### Stated goal:
Write out the methodology passage on temperature adjustment bias below word for word, from "Using t-test with" up to and including "Σⱼ₌ᵢ₊₁ⁿ sgn(Bⱼ - Bᵢ)".

### Given passage:
::::

Detailed Methodology for Progressive Bias Investigation¶

1. Mathematical Framework¶

1.1 Bias Definition¶

For each station i at time t, we define the adjustment bias as:

B(i,t) = T_F52(i,t) - T_TOB(i,t)

Where: - T_F52(i,t) = Fully adjusted (F52) temperature for station i at time t - T_TOB(i,t) = Time-of-observation adjusted temperature for station i at time t - B(i,t) = Non-TOB adjustment applied by NOAA

This isolates the adjustments beyond TOB corrections, including: - Homogenization adjustments - Station move corrections - Equipment change adjustments - Urban heat island "corrections"

1.2 Trend Calculation¶

For each station, we calculate the temporal trend using ordinary least squares regression:

B(i,t) = β₀(i) + β₁(i) × t + ε(i,t)

Where: - β₁(i) = Bias trend for station i (°C/year) - β₀(i) = Intercept (baseline bias) - ε(i,t) = Residual error

The key metric is β₁(i) × 10 = trend per decade

1.3 Network-Wide Analysis¶

The network-wide bias trend is calculated as:

β̄₁ = (1/N) × Σᵢ β₁(i)

With standard error:

SE(β̄₁) = σ(β₁) / √N

2. Data Processing Steps¶

2.1 Data Loading and Matching¶

Load TOB adjusted data for all stations
Load F52 adjusted data for all stations
Match records by:
Station ID
Year
Month

2.2 Quality Control¶

Temporal Coverage: Require minimum 10 years of data
Annual Completeness: Require ≥6 months per year
Trend Reliability: Require ≥30 data points for trend calculation
Start Year Filter (for urban/rural analysis): Require first year ≤1905 to ensure consistent long-term coverage from 1895 baseline

2.3 Bias Calculation¶

For each matched record: 1. Calculate monthly bias: B = F52 - TOB 2. Aggregate to annual means (requiring ≥6 months) 3. Apply linear regression to annual time series

3. Statistical Tests¶

3.1 Individual Station Significance¶

For each station trend, we test: - H₀: β₁(i) = 0 (no temporal trend) - H₁: β₁(i) ≠ 0 (significant trend)

Using t-test with significance level α = 0.05

3.2 Network-Wide Tests¶

Mann-Kendall Test¶

Non-parametric test for monotonic trends in the network-wide mean bias:

S = Σᵢ₌₁ⁿ⁻¹ Σⱼ₌ᵢ₊₁ⁿ sgn(Bⱼ - Bᵢ)

Where sgn is the signum function.

Breakpoint Detection¶

Using Pettitt's test to identify sudden changes in adjustment patterns:

Uₖ = Σᵢ₌₁ᵏ Σⱼ₌ₖ₊₁ⁿ sgn(Bⱼ - Bᵢ)

The most probable breakpoint occurs at k where |Uₖ| is maximum.

::::

### Stored data:
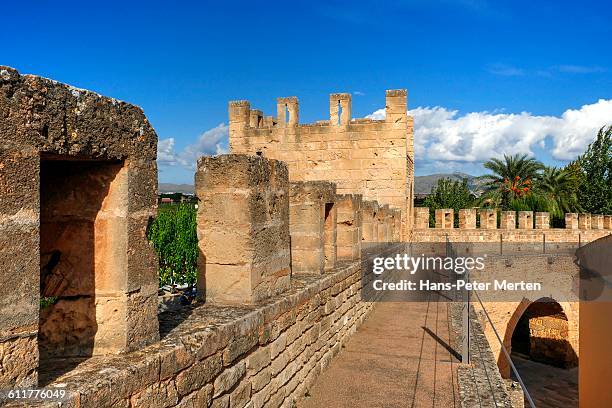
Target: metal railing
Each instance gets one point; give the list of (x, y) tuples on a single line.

::::

### Output for this task:
Using t-test with significance level α = 0.05

3.2 Network-Wide Tests¶

Mann-Kendall Test¶

Non-parametric test for monotonic trends in the network-wide mean bias:

S = Σᵢ₌₁ⁿ⁻¹ Σⱼ₌ᵢ₊₁ⁿ sgn(Bⱼ - Bᵢ)